**GOAL OF THE EXERCISE**.
Transcribe the records exactly. Pictures do not belong in the transcription.

**Image location labeling entries**.
--

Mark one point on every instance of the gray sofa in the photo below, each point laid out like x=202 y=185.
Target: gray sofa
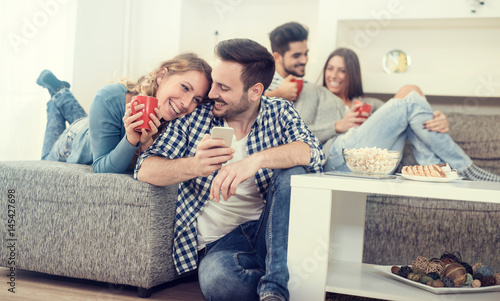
x=104 y=227
x=111 y=228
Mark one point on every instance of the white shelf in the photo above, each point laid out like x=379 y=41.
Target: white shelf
x=362 y=280
x=455 y=190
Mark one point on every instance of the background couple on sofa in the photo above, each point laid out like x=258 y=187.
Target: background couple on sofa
x=330 y=112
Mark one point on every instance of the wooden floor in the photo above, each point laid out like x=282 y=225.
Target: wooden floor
x=31 y=286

--

**SOLUTION TO THE EXERCISE**.
Mark one point on every instance of the gray sofa in the photo below, each point laid out like x=202 y=185.
Target: gray sofa
x=104 y=227
x=111 y=228
Mark one point on every instance of the white shelf in the photo above, each point laid out like x=379 y=41.
Target: white shelf
x=362 y=280
x=455 y=190
Mark one point on every instance of the background couple on sofa in the photo above, each point laid out like x=258 y=187.
Target: background couple on sofa
x=330 y=112
Mark one point on every instance of the wooden floor in the photo above, each point laid out like x=282 y=225.
Target: wooden floor
x=31 y=286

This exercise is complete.